◆ EXERCISE TEXT:
====
Comment

The normalisation of western fraud

By 
Dr Jörg Wiegratz
Friday, 7 June 2013

Are you tired of yet another revelation of fraud in the food industry or the banks? Are you paying less attention to those stories? Are you getting numb, thinking more and more 'that's just how the system works'?

If so, congratulations! You're learning to lower your expectations to meet the new norm: pervasive, institutional economic fraud. This used to be the sort of thing you read about in income-poor countries in Africa and South America. Nowadays, though, it turns out (yet again) that We Do It Too, and not just the usual suspects in the shadowy corners of the arms trade, but supermarkets and the rest of the food industry, pharmaceutical firms, hospitals and care homes, housing and construction, great swaths of the financial sector. And it is not just companies. There's corruption and crime in governments here and around the world: crony capitalism, powerful oligarchies and elite criminality.

All of this raises crucial questions about contemporary capitalist societies. What norms, values, beliefs and attitudes, what ways of thinking and reasoning, shape these practices? What brought these about and encouraged so many people to take so much from the rest of us?

Current high levels of fraud and trickery are the result of the extensive changes in political and moral economies that occurred across economic sectors, the state and communities in the countries that experienced neoliberal transformation in the last few decades. Dealing with fraud and trickery is therefore more complicated than many people seem to think. Talk of social enterprise, responsible capitalism, corporate responsibility and the rest might sound nice (to some). But unless we investigate and think carefully about the moral and interrelated political-economic aspects of neoliberalism, that talk is likely to be little more than campaign promises from a tainted political class and hot air from a tainted corporate class.

If we are going to try to fix things, we need to remember that fighting fraud does not mean giving morality to the amoral fraudsters and deceivers. This is because all political and economic actors have a moral compass, even the fraudsters. They are guided by moral norms and codes of one sort or another. Those are the codes that lead people to say, perhaps, 'Everybody tricks these days', 'If I don't do it somebody else will', 'Who cares?', 'In business you have to be tough - I can't afford to be nice', or 'I wouldn't be paid this much if I didn't make good decisions'. Economic fraud, then, signifies not the absence of moral norms, views and codes, but their presence.
====
◆ DATA SUPPLIED:
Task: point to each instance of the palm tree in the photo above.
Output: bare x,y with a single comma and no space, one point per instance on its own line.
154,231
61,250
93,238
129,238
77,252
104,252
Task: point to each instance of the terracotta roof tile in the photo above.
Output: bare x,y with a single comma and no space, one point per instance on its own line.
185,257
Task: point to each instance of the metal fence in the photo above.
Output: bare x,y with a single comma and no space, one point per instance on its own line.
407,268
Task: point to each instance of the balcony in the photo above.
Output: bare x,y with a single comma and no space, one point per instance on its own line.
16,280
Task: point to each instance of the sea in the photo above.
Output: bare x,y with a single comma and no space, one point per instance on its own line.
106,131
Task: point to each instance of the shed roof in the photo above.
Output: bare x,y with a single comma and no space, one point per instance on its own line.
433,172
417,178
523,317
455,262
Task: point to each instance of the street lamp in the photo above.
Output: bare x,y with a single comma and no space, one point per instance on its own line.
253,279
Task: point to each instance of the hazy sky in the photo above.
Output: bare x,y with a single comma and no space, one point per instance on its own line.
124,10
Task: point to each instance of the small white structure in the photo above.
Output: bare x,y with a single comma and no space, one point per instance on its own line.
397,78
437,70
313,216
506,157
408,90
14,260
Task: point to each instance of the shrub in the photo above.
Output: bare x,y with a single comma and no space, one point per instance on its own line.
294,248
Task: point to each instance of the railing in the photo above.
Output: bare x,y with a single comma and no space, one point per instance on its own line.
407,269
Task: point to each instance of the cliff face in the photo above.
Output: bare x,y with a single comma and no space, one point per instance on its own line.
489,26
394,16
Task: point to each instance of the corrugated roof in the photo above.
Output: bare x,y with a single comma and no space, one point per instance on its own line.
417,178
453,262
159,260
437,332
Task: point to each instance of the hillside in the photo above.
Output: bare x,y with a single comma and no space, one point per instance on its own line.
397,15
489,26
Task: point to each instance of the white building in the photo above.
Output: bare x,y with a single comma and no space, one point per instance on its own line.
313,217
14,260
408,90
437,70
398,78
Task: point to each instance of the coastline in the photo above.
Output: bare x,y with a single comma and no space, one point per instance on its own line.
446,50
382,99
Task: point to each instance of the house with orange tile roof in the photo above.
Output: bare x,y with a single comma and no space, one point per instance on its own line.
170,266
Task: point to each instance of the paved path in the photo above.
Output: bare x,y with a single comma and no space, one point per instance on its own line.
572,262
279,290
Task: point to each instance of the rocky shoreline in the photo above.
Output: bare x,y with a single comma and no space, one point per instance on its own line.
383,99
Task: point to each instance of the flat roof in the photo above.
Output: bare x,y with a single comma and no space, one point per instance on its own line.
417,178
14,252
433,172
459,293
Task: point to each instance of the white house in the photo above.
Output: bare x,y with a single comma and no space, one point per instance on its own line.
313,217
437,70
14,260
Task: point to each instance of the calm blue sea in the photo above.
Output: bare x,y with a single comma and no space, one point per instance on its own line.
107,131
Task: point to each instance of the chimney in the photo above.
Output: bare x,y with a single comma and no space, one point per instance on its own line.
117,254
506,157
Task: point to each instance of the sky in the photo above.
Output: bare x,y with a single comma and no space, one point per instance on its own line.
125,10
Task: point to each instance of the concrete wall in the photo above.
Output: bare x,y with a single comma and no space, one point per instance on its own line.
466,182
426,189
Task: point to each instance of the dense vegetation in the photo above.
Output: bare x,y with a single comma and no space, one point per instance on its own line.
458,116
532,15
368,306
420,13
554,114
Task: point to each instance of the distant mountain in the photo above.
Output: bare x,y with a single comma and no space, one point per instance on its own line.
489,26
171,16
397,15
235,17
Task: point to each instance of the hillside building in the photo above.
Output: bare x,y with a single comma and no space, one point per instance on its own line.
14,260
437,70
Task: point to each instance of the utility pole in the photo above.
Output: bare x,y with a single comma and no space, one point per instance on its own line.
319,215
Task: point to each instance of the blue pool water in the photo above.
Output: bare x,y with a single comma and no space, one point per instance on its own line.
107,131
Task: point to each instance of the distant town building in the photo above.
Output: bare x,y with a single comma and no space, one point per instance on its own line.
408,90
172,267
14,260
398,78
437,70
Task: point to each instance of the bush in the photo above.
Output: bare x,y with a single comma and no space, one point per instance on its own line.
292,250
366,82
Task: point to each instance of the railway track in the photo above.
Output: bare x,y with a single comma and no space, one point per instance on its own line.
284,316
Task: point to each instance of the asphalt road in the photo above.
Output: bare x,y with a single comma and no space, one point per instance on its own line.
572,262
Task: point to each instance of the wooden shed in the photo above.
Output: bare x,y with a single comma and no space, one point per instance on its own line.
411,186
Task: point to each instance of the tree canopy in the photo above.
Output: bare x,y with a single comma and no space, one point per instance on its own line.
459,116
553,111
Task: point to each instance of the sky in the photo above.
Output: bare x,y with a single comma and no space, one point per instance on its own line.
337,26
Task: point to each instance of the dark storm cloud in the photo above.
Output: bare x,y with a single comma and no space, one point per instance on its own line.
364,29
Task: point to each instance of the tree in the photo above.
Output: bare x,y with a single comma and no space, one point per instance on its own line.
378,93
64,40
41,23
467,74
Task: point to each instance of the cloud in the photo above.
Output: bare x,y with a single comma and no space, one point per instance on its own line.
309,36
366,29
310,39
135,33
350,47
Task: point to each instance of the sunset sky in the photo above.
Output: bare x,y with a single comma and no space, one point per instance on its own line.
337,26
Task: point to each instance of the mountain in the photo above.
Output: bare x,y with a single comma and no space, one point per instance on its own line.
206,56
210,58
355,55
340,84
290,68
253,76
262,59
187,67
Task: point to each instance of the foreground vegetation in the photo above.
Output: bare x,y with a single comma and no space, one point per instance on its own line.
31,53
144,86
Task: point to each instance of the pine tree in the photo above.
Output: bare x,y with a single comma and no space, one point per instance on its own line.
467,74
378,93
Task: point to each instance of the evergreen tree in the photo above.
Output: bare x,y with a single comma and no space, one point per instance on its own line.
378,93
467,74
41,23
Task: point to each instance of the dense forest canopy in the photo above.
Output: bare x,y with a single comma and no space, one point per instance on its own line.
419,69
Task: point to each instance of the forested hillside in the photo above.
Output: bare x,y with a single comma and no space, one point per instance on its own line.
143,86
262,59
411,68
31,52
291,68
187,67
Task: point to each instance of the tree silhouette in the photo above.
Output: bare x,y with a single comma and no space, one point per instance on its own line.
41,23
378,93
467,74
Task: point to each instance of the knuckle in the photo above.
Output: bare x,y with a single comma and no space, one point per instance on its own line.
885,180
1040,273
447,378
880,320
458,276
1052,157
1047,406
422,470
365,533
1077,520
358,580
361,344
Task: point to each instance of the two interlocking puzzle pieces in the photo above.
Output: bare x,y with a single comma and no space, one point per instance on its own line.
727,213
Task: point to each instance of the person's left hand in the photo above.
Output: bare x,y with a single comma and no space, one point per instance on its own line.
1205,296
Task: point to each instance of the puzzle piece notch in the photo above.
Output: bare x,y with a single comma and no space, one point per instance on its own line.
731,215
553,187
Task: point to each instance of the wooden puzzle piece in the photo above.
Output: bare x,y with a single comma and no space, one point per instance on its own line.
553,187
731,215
====
◆ INSTRUCTIONS:
1. Answer these questions from the comment on western fraud:
(a) On what date was it published?
(b) Where, according to the comment, did people once read about this sort of fraud?
(c) What does economic fraud signify, according to the last sentence?
2. Rewrite the passage of the comment on western fraud starting with "All of this" and going on through "rest of us?", changing "crucial" to "urgent".
The entries have no connection to the comment on western fraud.

◆ ANSWERS BY TASK:
1.
(a) Friday, 7 June 2013.
(b) In income-poor countries in Africa and South America.
(c) Not the absence of moral norms, views and codes, but their presence.

2.
All of this raises urgent questions about contemporary capitalist societies. What norms, values, beliefs and attitudes, what ways of thinking and reasoning, shape these practices? What brought these about and encouraged so many people to take so much from the rest of us?